Would you write out the entries below, every one of them, exactly?

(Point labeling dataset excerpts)

━━━━━━━━━━

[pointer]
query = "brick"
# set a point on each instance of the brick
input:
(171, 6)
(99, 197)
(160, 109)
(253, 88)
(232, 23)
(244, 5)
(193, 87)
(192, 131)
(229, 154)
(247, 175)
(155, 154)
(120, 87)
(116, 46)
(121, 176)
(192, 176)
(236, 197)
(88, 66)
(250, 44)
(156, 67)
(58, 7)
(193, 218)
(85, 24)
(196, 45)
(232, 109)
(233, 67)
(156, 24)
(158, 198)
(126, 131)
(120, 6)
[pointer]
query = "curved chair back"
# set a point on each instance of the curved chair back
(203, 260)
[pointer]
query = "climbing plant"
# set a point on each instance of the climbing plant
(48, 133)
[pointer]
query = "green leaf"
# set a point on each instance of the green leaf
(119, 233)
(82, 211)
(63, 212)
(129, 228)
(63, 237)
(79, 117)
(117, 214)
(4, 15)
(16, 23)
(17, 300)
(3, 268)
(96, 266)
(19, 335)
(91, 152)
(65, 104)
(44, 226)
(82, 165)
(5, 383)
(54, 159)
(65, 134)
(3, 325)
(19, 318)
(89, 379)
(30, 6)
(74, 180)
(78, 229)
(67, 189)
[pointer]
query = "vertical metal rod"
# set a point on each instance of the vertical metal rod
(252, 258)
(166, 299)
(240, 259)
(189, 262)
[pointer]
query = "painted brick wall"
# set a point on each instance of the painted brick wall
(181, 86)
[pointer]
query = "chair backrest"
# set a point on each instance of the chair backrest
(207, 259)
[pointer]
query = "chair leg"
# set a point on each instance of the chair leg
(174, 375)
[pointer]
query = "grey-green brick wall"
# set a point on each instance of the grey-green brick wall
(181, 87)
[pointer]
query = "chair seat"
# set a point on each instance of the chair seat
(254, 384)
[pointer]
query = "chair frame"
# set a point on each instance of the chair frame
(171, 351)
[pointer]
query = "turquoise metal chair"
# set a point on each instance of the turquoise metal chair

━━━━━━━━━━

**Expected answer**
[pointer]
query = "brick"
# set a point on each instance of the brick
input:
(171, 6)
(99, 197)
(160, 109)
(253, 88)
(232, 23)
(244, 5)
(193, 87)
(192, 131)
(229, 154)
(247, 175)
(155, 154)
(120, 87)
(116, 46)
(121, 176)
(192, 176)
(236, 197)
(88, 66)
(250, 44)
(156, 67)
(58, 7)
(193, 218)
(85, 24)
(196, 45)
(232, 109)
(233, 67)
(156, 24)
(158, 198)
(126, 131)
(120, 6)
[pointer]
query = "curved chair back"
# set a point on each instance of the curved chair back
(203, 260)
[pointer]
query = "climbing plant"
# set a point on each instance of the climbing plant
(48, 133)
[pointer]
query = "green leaf"
# set a point on each instance of the green leaf
(119, 233)
(82, 211)
(63, 212)
(129, 228)
(63, 237)
(79, 117)
(117, 214)
(4, 15)
(16, 23)
(17, 300)
(3, 268)
(96, 266)
(19, 335)
(91, 152)
(65, 104)
(44, 226)
(82, 165)
(5, 383)
(54, 159)
(65, 134)
(3, 325)
(19, 318)
(89, 379)
(30, 6)
(74, 180)
(78, 229)
(67, 189)
[pointer]
query = "vertical metal rod"
# set a point on each instance of the vertical metal rod
(252, 258)
(166, 299)
(240, 259)
(189, 262)
[pointer]
query = "painted brick wall"
# set a point on each instance of the painted brick wall
(181, 86)
[pointer]
query = "chair backrest"
# set a point on each instance of the chair backrest
(207, 259)
[pointer]
query = "chair leg"
# set a point on each instance of the chair leg
(174, 375)
[pointer]
query = "grey-green brick wall"
# set a point on each instance of the grey-green brick wall
(181, 87)
[pointer]
query = "chair seat"
# set a point on each instance of the chair seat
(254, 384)
[pointer]
query = "chair frame"
# set a point on each instance of the chair frame
(171, 351)
[pointer]
query = "turquoise metal chair"
# set a point on each instance of the turquoise metal chair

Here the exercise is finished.